▶ DOCUMENT:
Did I turn a 25 TPU vacation into 2 "formally valued at 25"  TPU vacations - yes - but do I value those TPUs now as $6.5 instead of $13???  Did  I factor in cancellation and rebook fees? etc, etc.  Using that type of multi trading - yes I can get the TPU value down....

think about it....

Less than $5 per TPUs - for non-lock off unit,  that means $300 MF for a 60 TPU unit, or $600 for a 120 maxed out lock off..... how many 60 TPU weeks are really out there? and with both sides at 60? and for such low MFs?  If you really want them, you can find them.  But you know the risk....

I also agree with the 'loose lips sink ships' creed......many of us remember "searchable Fairfield weeks",  and other (true) urban legends.   

(and yes, those with "large portfolios" do manage them, and move inventory in and out - I just divested a stinker at $28/TPU, and am quite happy with my $13 average)

Just my 2 cents.


----------



## chriskre (May 28, 2011)

▶ WHAT TO PRODUCE:
Quote everything in the timeshare post from "Did I turn a" down to "(true) urban legends.".

▶ INFORMATION SHOWN:
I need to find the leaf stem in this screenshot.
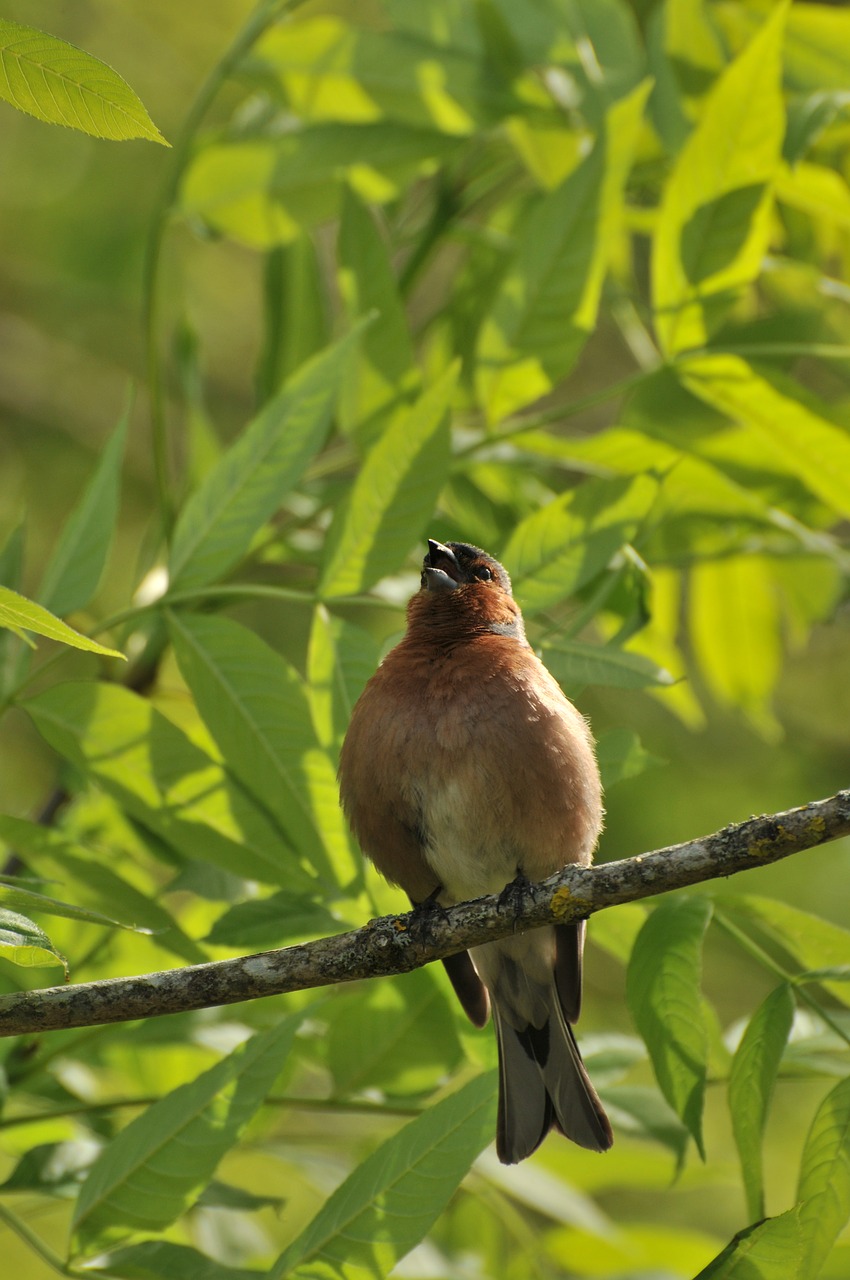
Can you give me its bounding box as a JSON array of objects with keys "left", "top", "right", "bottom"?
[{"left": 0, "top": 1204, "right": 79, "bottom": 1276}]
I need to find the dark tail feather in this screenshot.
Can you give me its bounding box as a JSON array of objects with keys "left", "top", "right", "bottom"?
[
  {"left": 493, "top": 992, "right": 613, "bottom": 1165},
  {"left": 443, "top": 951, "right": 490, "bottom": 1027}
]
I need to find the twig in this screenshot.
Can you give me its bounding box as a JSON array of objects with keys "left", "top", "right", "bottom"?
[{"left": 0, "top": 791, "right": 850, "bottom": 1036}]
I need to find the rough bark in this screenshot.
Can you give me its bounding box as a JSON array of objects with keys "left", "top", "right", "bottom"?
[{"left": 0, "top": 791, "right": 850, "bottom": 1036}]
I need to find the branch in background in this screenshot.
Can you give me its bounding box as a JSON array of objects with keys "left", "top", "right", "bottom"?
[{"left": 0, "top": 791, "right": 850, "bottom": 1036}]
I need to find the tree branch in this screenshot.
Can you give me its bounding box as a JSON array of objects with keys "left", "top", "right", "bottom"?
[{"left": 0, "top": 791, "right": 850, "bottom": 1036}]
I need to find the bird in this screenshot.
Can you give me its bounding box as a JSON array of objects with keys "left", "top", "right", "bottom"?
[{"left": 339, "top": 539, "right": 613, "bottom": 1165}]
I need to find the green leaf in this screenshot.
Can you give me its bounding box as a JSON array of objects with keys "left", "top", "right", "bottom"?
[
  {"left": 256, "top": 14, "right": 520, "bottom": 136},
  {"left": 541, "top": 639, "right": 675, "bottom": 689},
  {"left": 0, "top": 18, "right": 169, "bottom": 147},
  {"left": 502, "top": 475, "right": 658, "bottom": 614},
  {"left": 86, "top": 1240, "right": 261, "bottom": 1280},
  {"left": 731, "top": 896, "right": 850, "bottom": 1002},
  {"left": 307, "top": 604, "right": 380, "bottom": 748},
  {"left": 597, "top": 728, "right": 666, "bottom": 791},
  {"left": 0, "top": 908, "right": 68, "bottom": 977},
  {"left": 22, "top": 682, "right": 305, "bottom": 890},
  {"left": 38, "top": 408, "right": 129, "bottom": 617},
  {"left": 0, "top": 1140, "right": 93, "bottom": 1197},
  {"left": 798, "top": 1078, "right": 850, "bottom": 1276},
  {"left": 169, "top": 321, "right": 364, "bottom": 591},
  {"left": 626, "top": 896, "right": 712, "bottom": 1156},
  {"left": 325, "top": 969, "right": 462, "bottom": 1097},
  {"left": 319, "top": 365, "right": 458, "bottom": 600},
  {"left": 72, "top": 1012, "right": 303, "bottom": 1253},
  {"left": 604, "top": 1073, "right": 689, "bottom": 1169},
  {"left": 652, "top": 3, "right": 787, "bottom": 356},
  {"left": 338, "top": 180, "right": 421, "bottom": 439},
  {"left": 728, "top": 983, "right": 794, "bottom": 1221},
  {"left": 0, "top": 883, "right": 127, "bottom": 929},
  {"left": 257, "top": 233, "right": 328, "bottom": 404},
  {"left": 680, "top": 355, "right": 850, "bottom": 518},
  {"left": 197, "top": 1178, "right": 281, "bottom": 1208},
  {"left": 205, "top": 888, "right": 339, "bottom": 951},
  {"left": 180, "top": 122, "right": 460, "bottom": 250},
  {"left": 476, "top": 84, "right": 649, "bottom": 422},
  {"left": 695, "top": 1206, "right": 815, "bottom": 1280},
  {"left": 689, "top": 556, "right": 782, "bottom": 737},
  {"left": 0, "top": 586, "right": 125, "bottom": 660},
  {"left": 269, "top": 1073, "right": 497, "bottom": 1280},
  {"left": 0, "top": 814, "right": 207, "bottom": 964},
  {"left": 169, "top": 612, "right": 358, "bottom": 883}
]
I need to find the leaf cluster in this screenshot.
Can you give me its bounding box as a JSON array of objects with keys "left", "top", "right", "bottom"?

▶ ANSWER TO THIS TASK:
Did I turn a 25 TPU vacation into 2 "formally valued at 25"  TPU vacations - yes - but do I value those TPUs now as $6.5 instead of $13???  Did  I factor in cancellation and rebook fees? etc, etc.  Using that type of multi trading - yes I can get the TPU value down....

think about it....

Less than $5 per TPUs - for non-lock off unit,  that means $300 MF for a 60 TPU unit, or $600 for a 120 maxed out lock off..... how many 60 TPU weeks are really out there? and with both sides at 60? and for such low MFs?  If you really want them, you can find them.  But you know the risk....

I also agree with the 'loose lips sink ships' creed......many of us remember "searchable Fairfield weeks",  and other (true) urban legends.